◆ Complete the following:
**1)** Turn the paragraph beginning "McCormack was commissioned in 1963" in the Errol McCormack biography below into a list that keeps its main facts.
**2)** According to the Errol McCormack biography below, during which years did he serve as Chief of Air Force?

◆ Page extract:

Air Marshal Errol John McCormack AO (born 30 August 1941) is a retired senior commander in the Royal Australian Air Force (RAAF), who served as Chief of Air Force from May 1998 to June 2001.

Early life
McCormack was born in Bundaberg, Queensland, on 30 August 1941 to Horace McCormack and his wife Ida (née Wooldridge). He was educated at Bundaberg State High School.

Service career
McCormack was commissioned in 1963 and served in Malaysia and Singapore during the Indonesia–Malaysia confrontation, and subsequently took part in the Vietnam War. He served as commanding officer of No. 1 Squadron RAAF in the 1980s. He was made commanding officer of No. 82 Wing RAAF in 1987, Director General Force Development Air at Headquarters, Australian Defence Force in Canberra in 1989 and Air Attaché in Washington D. C. in 1993. In 1995 he became Commander for the Integrated Air Defence System at Butterworth in Malaysia.

◆ Data listing:

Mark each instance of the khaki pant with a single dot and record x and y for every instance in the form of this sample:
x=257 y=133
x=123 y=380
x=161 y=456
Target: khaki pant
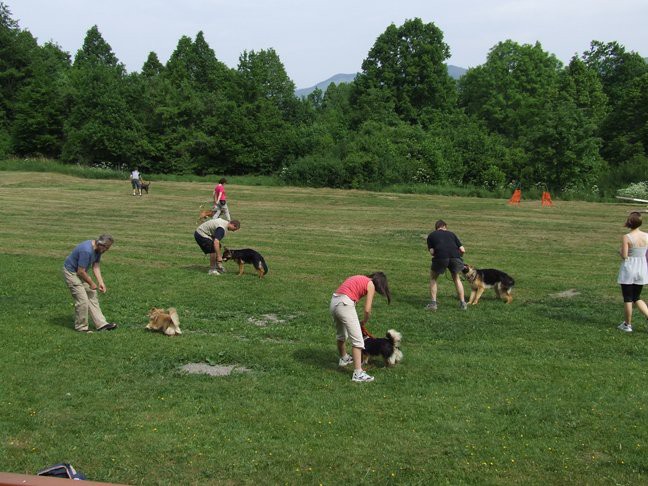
x=347 y=324
x=85 y=301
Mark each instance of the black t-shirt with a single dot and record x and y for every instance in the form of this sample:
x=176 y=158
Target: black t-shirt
x=445 y=244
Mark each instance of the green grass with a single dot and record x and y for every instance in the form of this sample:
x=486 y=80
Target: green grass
x=542 y=391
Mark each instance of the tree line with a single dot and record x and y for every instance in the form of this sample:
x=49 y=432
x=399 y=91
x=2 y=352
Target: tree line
x=522 y=117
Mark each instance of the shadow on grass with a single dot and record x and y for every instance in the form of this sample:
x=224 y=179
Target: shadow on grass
x=317 y=358
x=418 y=301
x=197 y=268
x=66 y=321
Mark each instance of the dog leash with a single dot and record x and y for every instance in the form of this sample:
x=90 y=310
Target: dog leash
x=365 y=333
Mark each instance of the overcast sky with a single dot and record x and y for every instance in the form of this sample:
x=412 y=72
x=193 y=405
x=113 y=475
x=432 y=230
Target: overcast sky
x=316 y=40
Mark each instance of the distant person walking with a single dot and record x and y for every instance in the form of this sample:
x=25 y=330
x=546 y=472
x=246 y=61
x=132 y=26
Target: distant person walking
x=346 y=321
x=446 y=251
x=220 y=201
x=209 y=236
x=83 y=288
x=136 y=182
x=633 y=274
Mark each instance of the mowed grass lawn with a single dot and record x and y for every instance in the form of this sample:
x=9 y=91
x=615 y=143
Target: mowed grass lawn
x=542 y=391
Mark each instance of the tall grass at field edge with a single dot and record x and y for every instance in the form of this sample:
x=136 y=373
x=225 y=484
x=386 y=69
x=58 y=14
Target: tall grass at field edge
x=86 y=172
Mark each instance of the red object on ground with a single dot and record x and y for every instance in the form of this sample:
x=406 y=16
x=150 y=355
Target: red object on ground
x=546 y=199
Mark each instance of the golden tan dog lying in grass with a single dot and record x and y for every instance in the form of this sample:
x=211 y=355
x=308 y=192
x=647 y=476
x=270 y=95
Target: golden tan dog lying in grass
x=166 y=321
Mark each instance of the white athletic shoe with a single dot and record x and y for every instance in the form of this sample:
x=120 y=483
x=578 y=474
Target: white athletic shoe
x=361 y=377
x=345 y=360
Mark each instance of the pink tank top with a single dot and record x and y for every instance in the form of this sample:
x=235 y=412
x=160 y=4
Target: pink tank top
x=354 y=287
x=219 y=188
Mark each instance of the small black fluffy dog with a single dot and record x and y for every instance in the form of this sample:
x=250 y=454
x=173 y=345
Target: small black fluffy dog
x=387 y=347
x=247 y=255
x=484 y=278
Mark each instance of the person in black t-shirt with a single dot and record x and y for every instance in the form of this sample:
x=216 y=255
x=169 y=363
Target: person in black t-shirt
x=446 y=251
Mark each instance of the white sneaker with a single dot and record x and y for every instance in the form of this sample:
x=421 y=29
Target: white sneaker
x=361 y=377
x=624 y=327
x=345 y=360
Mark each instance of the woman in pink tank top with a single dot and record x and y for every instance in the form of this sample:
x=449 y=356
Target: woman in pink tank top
x=347 y=324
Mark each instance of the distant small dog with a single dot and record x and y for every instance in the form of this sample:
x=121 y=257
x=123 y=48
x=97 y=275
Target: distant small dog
x=205 y=214
x=166 y=321
x=247 y=255
x=484 y=278
x=387 y=347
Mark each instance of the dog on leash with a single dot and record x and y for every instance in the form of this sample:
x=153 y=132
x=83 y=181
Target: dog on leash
x=247 y=255
x=387 y=347
x=165 y=321
x=485 y=278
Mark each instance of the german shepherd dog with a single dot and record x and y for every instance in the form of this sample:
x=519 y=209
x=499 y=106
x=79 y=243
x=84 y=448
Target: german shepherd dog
x=387 y=347
x=166 y=321
x=484 y=278
x=246 y=255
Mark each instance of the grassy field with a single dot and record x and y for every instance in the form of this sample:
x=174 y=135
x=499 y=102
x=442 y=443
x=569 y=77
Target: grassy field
x=544 y=390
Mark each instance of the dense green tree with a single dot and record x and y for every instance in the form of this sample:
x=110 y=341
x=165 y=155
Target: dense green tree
x=549 y=116
x=41 y=108
x=101 y=127
x=263 y=76
x=618 y=70
x=616 y=67
x=152 y=66
x=17 y=50
x=406 y=66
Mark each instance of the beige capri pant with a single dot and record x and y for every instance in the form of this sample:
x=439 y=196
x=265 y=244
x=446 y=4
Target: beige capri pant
x=347 y=324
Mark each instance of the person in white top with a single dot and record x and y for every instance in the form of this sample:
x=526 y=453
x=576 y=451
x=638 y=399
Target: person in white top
x=136 y=182
x=633 y=274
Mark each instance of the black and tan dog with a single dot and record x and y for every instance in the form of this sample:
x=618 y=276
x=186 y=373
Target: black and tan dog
x=247 y=255
x=484 y=278
x=387 y=347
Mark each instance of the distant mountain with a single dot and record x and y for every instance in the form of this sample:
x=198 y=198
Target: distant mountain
x=337 y=79
x=454 y=71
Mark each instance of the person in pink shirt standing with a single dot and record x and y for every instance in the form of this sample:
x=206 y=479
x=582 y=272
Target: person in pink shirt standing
x=346 y=319
x=220 y=201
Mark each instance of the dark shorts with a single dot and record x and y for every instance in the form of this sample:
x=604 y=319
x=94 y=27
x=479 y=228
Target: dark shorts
x=439 y=265
x=205 y=244
x=631 y=293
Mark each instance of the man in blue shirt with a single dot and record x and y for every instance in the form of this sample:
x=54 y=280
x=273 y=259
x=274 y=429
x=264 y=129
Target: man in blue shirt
x=83 y=288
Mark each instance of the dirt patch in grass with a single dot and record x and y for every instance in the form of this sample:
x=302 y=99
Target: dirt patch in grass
x=566 y=294
x=268 y=319
x=213 y=370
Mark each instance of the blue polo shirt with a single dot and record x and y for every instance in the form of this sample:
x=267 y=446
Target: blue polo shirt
x=83 y=256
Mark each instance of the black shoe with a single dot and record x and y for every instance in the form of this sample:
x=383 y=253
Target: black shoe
x=107 y=327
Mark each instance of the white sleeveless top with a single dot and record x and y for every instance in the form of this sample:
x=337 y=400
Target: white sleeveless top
x=634 y=269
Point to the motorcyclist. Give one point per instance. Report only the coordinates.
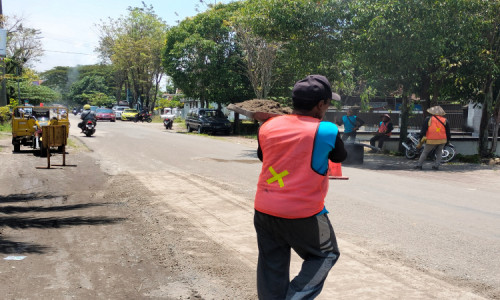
(87, 115)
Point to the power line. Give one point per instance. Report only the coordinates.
(68, 52)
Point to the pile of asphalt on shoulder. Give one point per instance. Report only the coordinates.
(261, 105)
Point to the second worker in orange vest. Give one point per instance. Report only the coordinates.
(290, 208)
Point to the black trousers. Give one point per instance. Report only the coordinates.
(313, 239)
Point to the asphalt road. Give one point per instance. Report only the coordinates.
(440, 228)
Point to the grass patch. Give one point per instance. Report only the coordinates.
(72, 143)
(157, 119)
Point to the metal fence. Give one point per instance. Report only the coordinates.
(372, 120)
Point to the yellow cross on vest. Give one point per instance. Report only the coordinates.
(277, 177)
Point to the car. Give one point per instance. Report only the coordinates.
(105, 114)
(129, 114)
(118, 111)
(207, 120)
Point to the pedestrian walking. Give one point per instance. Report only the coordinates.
(351, 124)
(383, 133)
(289, 203)
(436, 131)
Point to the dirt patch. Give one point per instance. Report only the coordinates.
(80, 233)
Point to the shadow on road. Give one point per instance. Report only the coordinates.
(55, 222)
(18, 209)
(10, 247)
(10, 218)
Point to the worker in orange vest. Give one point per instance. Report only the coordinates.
(437, 133)
(289, 204)
(383, 133)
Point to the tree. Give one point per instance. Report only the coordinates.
(259, 57)
(23, 44)
(133, 43)
(203, 59)
(83, 91)
(310, 34)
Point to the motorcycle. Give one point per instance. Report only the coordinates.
(89, 128)
(143, 117)
(413, 148)
(168, 122)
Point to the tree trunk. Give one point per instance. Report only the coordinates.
(496, 125)
(403, 127)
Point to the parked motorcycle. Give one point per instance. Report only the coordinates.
(89, 128)
(143, 116)
(412, 149)
(168, 122)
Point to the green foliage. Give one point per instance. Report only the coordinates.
(35, 94)
(365, 98)
(471, 159)
(133, 44)
(203, 60)
(89, 88)
(162, 103)
(5, 114)
(61, 79)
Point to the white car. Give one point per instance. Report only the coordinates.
(118, 111)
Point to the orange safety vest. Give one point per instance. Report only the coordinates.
(288, 187)
(436, 130)
(383, 128)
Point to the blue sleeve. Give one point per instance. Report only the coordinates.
(323, 144)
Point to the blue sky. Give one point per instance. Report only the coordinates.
(68, 26)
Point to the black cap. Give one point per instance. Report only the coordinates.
(312, 88)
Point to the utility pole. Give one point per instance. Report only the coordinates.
(3, 39)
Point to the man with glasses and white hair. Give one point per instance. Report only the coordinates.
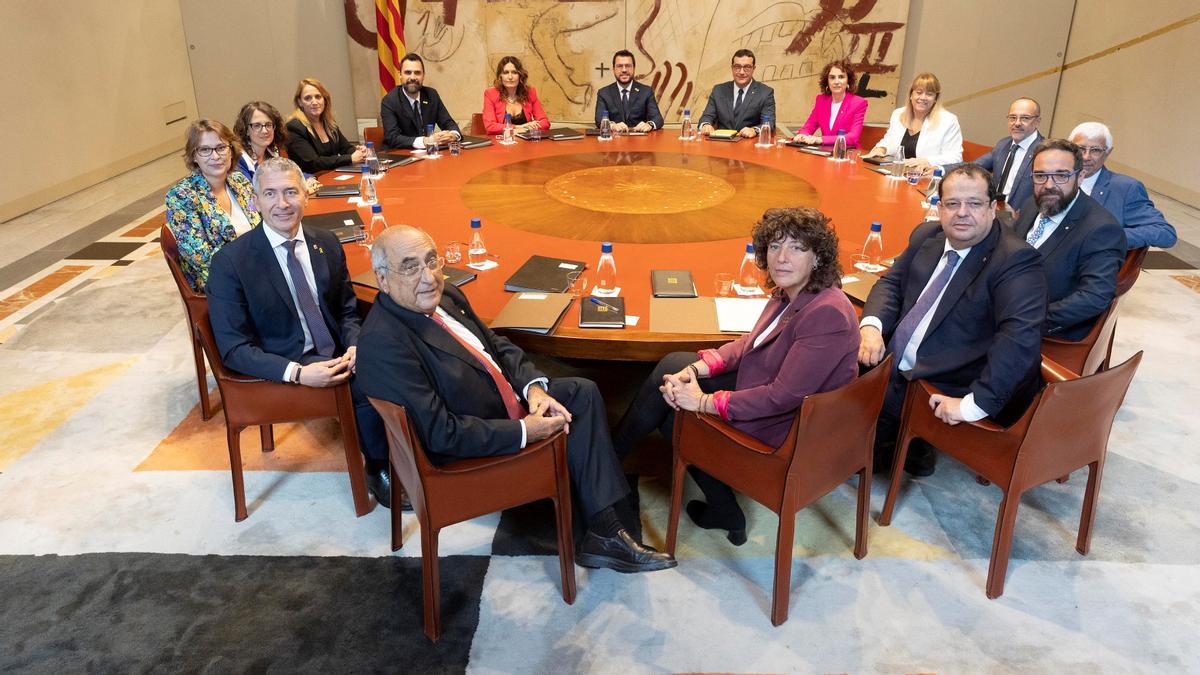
(282, 308)
(1081, 244)
(472, 393)
(1123, 196)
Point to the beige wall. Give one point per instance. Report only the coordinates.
(93, 85)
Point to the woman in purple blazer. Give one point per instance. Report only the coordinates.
(835, 108)
(804, 342)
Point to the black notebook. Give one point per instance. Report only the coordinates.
(601, 312)
(549, 275)
(347, 226)
(672, 284)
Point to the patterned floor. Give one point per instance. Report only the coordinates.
(115, 511)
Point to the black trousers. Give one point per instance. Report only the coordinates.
(649, 412)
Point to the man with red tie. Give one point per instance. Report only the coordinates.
(472, 393)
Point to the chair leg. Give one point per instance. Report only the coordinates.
(864, 509)
(1002, 543)
(233, 437)
(676, 501)
(268, 434)
(1084, 542)
(783, 590)
(432, 587)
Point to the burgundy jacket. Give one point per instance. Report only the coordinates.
(814, 348)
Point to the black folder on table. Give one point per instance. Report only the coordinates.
(601, 312)
(347, 226)
(672, 284)
(544, 274)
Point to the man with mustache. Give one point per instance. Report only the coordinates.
(1081, 244)
(411, 106)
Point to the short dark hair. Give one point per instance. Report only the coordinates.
(741, 53)
(844, 66)
(811, 228)
(1059, 144)
(970, 171)
(623, 53)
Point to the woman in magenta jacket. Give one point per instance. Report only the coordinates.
(511, 95)
(835, 108)
(804, 342)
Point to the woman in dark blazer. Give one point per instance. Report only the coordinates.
(804, 342)
(510, 94)
(315, 141)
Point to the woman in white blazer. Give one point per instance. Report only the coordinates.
(930, 133)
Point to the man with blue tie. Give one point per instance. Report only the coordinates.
(961, 308)
(1009, 160)
(282, 308)
(1081, 244)
(1123, 196)
(630, 105)
(742, 103)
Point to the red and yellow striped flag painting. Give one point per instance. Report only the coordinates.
(390, 41)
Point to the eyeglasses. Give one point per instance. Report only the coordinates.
(971, 204)
(1041, 177)
(204, 150)
(414, 268)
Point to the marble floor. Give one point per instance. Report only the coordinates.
(102, 451)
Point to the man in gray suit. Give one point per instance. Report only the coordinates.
(742, 103)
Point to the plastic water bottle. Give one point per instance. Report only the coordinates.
(747, 282)
(873, 249)
(933, 214)
(372, 160)
(477, 252)
(765, 135)
(507, 137)
(376, 227)
(839, 147)
(606, 272)
(366, 187)
(685, 131)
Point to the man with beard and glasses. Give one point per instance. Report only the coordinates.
(1080, 242)
(409, 107)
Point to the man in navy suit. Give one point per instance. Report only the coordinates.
(1081, 244)
(961, 308)
(1123, 196)
(411, 106)
(630, 105)
(282, 309)
(1009, 161)
(742, 103)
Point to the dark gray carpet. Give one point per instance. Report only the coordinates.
(142, 613)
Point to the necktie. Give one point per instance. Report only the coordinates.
(312, 317)
(1036, 233)
(511, 404)
(904, 332)
(1008, 167)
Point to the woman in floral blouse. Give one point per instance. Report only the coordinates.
(214, 204)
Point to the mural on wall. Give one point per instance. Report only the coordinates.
(683, 48)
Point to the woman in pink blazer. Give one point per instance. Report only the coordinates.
(804, 342)
(511, 95)
(835, 108)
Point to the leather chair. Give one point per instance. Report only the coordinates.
(1066, 428)
(193, 304)
(831, 440)
(445, 495)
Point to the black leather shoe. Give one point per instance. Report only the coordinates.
(733, 521)
(621, 553)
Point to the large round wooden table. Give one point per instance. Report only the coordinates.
(663, 202)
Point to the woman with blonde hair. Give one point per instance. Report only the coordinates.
(315, 141)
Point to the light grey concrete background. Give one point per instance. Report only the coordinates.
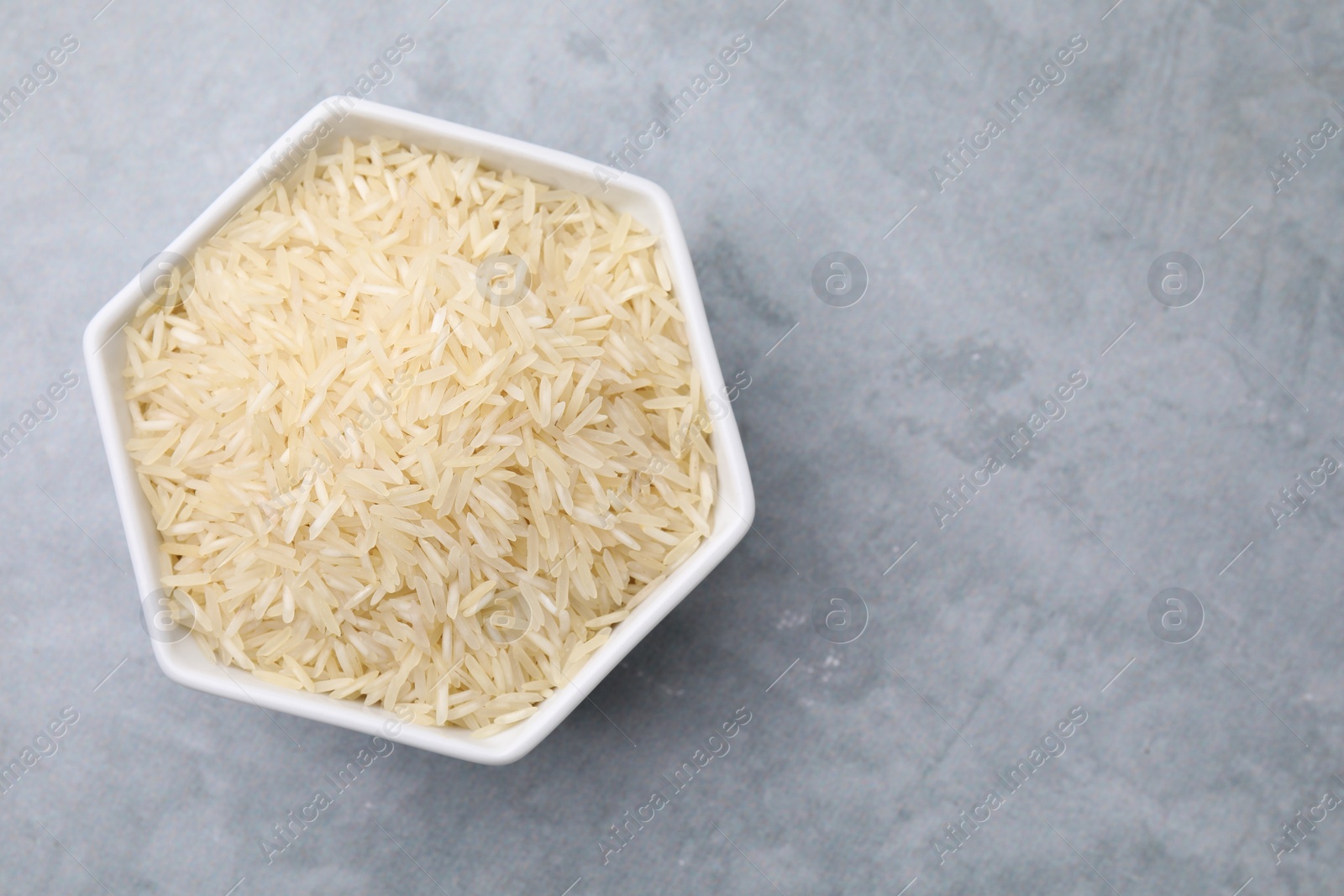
(990, 631)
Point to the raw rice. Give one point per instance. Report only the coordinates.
(371, 481)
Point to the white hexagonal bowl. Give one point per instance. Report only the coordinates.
(104, 345)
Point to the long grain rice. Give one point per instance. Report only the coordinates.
(375, 483)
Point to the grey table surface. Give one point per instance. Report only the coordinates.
(1045, 594)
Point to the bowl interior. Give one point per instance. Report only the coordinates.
(323, 128)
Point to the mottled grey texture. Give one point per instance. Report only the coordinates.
(983, 637)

◆ Results by task:
**1)**
- 1963: Commissioned
- Served in Malaysia and Singapore during the Indonesia–Malaysia confrontation, then took part in the Vietnam War
- 1980s: Commanding officer of No. 1 Squadron RAAF
- 1987: Commanding officer of No. 82 Wing RAAF
- 1989: Director General Force Development Air at Headquarters, Australian Defence Force, Canberra
- 1993: Air Attaché in Washington D. C.
- 1995: Commander for the Integrated Air Defence System at Butterworth, Malaysia

**2)** He served as Chief of Air Force from May 1998 to June 2001.